#### Work instructions:
**1)** In the comment thread on LLMs and weather forecasting, what does the first comment say an LLM is an attempt to build?
**2)** Continue the comment thread on LLMs and weather forecasting from where it stops.
Given passage START
Comment by zer00eyz
1 year ago
Yes:
An LLM isnt a model of human thinking.
An LLM is an attempt to build a simulation of human communication. An LLM is to language what a forecast is to weather. No amount of weather data is actually going to turn that simulation into snow, no amount of LLM data is going to create AGI.
That having been said, better models (smaller, more flexible ones) are going to result in a LOT of practical uses that have the potential to make our day to day lives easier (think digital personal assistant that has current knowledge).
Great comment. Just one thought: Language, unlike weather, is meta-circular. All we know about specific words or sentences is again encoded in words and sentences. So the embedding encodes a subset of human knowledge.
Hence, a LLM is predicting not only language but language with some sort of meaning.
That re-embeding is also encoded in weather. It is why perfect forecasting is impossible, why we talk about the butterfly effect.
The "hallucination problem" is simply the tyranny of Lorenz... one is not sure if a starting state will have a good outcome or swing wildly. Some good weather models are based on re-runing with tweaks to starting params, and then things that end up out of bounds can get tossed. Its harder to know when a result is out of bounds for an LLM, and we dont have the ability to run every request 100 times through various models to get an "average" output yet... However some of the reuse of layers does emulate this to an extent....
Given passage END
Exercise data START
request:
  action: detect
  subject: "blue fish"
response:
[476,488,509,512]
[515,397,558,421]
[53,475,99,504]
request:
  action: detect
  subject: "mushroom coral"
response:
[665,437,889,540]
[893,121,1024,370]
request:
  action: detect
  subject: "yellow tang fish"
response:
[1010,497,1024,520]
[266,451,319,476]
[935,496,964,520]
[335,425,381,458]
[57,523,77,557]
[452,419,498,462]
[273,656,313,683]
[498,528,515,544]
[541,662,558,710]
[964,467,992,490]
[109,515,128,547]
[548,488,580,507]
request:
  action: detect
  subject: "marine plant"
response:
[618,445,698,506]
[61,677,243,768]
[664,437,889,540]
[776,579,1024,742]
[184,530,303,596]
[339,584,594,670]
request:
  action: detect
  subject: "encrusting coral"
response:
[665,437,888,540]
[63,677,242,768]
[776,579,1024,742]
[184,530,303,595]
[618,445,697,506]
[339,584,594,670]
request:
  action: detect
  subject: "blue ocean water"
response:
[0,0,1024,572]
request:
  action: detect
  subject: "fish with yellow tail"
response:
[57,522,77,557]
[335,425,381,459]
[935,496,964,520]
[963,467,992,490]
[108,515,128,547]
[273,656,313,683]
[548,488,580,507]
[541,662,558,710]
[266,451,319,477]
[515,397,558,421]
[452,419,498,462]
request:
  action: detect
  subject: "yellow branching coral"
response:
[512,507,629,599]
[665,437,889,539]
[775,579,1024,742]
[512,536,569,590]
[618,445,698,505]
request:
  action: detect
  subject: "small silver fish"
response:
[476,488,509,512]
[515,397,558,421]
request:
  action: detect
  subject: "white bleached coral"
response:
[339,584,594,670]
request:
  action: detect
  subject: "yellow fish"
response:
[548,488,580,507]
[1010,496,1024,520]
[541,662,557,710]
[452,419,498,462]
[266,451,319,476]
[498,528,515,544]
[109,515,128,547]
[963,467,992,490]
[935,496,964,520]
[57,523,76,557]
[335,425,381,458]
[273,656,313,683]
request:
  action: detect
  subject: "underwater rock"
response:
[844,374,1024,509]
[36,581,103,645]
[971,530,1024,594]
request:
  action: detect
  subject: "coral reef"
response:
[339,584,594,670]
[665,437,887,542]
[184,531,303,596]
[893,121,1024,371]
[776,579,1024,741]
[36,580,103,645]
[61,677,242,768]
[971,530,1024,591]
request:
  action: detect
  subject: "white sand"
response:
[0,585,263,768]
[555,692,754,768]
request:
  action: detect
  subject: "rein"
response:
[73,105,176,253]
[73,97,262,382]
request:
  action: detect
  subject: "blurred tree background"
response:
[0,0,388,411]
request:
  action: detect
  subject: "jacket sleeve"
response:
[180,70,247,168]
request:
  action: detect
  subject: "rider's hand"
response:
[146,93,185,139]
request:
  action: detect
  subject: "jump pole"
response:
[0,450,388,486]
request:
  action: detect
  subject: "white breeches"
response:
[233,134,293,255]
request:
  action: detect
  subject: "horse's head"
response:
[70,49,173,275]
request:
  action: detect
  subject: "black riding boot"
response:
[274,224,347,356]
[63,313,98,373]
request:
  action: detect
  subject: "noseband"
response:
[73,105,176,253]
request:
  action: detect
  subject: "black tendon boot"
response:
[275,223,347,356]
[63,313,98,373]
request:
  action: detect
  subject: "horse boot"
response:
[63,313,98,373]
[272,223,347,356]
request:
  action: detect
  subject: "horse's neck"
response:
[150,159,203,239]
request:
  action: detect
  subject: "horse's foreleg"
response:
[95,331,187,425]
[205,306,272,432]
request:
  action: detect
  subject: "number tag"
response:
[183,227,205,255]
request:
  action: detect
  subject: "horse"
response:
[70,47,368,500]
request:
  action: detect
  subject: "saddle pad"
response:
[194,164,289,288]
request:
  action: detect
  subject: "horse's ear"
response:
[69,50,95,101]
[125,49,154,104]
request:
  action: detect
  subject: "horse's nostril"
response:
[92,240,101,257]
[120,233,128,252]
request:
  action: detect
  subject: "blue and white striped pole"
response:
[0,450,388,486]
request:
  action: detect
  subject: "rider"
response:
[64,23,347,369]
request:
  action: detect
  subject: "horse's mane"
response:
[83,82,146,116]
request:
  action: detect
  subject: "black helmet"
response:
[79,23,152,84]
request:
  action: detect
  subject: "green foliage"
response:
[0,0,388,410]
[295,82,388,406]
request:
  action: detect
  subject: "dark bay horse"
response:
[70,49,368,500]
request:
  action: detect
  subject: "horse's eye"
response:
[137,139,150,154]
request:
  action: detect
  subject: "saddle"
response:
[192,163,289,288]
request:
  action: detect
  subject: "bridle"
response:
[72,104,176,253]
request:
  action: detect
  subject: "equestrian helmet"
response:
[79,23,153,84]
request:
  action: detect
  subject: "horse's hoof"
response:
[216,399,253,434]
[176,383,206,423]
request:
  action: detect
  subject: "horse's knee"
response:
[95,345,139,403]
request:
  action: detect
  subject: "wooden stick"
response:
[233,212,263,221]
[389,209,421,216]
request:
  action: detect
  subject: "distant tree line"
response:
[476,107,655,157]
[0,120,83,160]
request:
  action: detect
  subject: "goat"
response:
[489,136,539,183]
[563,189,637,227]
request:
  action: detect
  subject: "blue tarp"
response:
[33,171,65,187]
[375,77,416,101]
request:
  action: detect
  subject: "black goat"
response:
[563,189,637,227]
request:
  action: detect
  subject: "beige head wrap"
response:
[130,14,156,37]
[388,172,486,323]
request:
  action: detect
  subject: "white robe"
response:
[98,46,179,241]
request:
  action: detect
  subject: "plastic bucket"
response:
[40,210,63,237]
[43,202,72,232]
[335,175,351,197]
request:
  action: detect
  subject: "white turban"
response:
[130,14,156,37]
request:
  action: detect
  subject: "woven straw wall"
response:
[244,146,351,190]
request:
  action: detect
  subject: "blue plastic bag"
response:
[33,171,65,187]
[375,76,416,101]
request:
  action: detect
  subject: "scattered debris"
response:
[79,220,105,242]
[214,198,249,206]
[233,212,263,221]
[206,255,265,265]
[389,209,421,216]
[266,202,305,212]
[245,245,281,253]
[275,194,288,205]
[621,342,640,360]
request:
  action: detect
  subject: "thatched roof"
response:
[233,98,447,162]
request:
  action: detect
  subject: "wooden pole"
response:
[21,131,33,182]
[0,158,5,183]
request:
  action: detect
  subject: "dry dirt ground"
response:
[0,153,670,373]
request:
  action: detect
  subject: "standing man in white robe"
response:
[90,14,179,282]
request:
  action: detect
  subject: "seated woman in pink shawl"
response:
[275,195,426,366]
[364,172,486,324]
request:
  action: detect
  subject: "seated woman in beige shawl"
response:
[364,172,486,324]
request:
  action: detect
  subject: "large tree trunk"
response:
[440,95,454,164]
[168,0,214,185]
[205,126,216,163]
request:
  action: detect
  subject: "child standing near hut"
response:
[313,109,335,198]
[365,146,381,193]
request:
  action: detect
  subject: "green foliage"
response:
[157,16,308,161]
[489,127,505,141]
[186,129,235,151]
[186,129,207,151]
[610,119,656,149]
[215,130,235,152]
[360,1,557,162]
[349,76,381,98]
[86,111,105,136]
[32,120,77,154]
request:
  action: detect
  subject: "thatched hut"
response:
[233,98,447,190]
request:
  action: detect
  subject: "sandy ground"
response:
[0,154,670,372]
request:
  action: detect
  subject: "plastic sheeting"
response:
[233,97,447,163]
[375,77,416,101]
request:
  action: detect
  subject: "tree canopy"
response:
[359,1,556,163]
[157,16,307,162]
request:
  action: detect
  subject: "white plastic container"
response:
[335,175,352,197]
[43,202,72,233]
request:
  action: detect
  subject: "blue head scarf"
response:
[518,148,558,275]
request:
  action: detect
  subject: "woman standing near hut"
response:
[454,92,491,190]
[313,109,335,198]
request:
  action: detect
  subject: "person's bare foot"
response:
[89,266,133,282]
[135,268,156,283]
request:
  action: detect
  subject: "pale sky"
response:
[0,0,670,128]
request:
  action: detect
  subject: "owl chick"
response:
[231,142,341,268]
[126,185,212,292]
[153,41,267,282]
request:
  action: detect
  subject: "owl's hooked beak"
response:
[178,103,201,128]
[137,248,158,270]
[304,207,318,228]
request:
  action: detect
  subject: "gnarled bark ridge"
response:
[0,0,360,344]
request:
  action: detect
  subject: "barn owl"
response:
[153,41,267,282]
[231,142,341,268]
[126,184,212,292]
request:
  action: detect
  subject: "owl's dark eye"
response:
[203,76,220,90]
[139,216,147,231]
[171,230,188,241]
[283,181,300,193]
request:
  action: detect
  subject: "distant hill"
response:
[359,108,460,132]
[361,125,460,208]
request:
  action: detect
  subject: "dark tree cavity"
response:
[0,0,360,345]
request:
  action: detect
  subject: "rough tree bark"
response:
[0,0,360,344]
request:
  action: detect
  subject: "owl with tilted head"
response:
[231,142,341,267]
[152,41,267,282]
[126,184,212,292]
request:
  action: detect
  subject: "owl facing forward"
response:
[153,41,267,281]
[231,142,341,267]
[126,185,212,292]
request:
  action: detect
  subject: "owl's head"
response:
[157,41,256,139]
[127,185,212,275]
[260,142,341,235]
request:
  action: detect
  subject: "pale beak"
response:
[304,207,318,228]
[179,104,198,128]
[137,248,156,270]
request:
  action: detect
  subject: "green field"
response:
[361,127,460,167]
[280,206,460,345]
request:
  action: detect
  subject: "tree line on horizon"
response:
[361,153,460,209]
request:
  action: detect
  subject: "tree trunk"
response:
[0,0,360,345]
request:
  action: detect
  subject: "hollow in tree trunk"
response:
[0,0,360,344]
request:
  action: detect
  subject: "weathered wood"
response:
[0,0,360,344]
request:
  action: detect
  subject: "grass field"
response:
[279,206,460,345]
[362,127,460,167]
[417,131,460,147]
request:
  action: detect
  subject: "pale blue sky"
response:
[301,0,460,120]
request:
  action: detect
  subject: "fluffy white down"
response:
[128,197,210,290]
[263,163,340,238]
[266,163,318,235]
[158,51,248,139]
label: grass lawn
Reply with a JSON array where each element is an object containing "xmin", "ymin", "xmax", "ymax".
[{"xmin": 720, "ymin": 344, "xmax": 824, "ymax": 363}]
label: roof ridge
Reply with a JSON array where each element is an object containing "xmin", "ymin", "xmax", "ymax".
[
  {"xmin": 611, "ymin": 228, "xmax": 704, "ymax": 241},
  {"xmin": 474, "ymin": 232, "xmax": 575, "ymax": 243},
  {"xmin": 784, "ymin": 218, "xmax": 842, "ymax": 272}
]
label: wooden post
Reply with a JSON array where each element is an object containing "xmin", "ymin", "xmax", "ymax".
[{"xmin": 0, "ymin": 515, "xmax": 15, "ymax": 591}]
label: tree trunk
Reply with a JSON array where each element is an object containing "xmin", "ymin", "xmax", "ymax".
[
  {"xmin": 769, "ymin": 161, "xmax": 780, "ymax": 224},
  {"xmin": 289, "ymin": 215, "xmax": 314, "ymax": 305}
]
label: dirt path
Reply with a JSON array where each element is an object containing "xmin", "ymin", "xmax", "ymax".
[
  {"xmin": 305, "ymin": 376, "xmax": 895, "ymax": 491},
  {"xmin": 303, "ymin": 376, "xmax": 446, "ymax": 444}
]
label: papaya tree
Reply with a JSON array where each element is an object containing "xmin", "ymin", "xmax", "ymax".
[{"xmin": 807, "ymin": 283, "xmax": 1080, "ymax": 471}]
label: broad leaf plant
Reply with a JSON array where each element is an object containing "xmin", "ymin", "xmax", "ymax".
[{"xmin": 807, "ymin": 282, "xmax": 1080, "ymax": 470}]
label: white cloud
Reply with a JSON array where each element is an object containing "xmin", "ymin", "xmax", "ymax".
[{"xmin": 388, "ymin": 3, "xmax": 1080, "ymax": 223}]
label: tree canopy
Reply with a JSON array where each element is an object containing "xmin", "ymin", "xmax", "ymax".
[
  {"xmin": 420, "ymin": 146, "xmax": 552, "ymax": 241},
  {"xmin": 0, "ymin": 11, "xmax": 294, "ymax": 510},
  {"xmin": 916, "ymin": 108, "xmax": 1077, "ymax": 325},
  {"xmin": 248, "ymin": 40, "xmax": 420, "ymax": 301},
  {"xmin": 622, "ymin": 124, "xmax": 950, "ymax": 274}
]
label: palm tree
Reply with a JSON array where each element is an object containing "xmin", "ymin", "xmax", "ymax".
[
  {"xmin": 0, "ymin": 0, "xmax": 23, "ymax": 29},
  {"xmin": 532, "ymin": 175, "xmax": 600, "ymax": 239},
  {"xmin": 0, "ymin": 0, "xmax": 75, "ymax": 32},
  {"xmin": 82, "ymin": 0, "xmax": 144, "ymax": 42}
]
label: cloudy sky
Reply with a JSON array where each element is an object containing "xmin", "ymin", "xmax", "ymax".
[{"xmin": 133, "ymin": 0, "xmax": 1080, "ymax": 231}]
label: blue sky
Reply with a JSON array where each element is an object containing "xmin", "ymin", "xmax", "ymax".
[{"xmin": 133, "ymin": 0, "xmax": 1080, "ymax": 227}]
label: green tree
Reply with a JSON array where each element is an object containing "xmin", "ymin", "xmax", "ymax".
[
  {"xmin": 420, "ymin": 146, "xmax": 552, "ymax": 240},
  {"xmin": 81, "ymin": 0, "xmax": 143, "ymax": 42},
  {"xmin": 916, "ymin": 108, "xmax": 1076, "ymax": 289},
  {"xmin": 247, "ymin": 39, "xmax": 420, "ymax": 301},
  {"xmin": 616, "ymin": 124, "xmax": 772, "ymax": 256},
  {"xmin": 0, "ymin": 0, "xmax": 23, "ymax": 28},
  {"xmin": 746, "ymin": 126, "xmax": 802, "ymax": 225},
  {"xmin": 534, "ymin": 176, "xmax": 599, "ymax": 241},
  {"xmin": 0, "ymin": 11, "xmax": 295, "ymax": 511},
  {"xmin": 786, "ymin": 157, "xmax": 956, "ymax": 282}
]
Exercise data END
#### Task answers:
**1)** A simulation of human communication.

**2)**
Ugh. Really? Those "simulated water isn't wet"(when applied to cognition) "arguments" were punched so many times it even hurts to look at them.
No simulated water isnt wet.
But an LLM isn't even trying to simulate cognition. It's a model that is predicting language. It has all the problems of a predictive model... the "hallucination" problem is just the tyranny of Lorenz.
We don't really know what "cognition" is, so it's hard to tell whether a system is doing it.
This is plain wrong due to mixing of concepts. Language is technically something from Chomsky hierarchy. Predicting language is being able to tell if input is valid or invalid. LLMs do that, but they also build a statistical model across all valid inputs, and that is not just the language.